## Prompt
Put the entries in the stretch from the line containing "Where can the green" through the line containing "<point>91,96</point>", both included, into a two-column CSV with the headers entry_text and answer. Give one row per entry, with each value in a single quoted field and its line breaks replaced by spaces.

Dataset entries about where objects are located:
◇ ◇ ◇ ◇ ◇ ◇ ◇
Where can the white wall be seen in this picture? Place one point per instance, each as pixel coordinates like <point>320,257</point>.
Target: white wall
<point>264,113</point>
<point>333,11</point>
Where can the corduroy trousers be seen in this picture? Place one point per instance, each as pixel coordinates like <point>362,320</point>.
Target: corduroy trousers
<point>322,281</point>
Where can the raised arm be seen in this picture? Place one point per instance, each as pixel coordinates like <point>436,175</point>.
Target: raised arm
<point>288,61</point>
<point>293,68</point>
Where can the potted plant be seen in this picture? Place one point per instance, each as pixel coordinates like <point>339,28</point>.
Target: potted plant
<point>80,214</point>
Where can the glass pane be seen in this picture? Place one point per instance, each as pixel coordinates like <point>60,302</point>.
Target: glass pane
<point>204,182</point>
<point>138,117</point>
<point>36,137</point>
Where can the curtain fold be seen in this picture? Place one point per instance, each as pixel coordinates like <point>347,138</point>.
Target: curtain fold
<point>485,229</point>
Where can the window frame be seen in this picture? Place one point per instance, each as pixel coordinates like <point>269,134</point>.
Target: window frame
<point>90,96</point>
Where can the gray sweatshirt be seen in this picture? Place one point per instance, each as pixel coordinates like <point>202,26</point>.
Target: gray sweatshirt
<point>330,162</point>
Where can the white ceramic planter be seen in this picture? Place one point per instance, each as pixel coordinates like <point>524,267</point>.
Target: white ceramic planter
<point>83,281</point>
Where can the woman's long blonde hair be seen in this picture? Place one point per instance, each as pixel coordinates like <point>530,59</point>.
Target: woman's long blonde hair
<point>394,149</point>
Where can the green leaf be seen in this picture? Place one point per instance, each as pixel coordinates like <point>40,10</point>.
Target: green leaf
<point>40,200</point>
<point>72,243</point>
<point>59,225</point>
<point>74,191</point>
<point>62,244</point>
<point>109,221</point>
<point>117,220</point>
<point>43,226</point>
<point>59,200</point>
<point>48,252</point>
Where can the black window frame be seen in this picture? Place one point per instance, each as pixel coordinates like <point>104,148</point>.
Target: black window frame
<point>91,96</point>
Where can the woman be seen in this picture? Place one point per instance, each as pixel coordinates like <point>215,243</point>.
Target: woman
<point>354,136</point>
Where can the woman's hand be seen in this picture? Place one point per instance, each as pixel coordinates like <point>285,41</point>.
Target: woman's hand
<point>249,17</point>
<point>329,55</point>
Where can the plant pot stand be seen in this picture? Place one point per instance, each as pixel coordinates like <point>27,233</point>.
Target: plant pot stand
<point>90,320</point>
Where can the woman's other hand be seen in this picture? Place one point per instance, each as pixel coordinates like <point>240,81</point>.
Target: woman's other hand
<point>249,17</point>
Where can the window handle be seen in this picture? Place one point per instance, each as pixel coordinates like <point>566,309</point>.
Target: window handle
◇ ◇ ◇ ◇ ◇ ◇ ◇
## The completed task
entry_text,answer
"Where can the green leaf be seen in this picture? Place one point per instance, each as pixel coordinates like <point>40,10</point>. Target: green leaf","<point>40,200</point> <point>72,243</point> <point>59,225</point> <point>74,191</point> <point>62,244</point> <point>109,221</point> <point>117,220</point> <point>43,226</point> <point>59,200</point> <point>48,252</point>"
"Where can the black window frame be seen in this picture? Place one point per instance, each as pixel coordinates like <point>104,148</point>. Target: black window frame","<point>91,96</point>"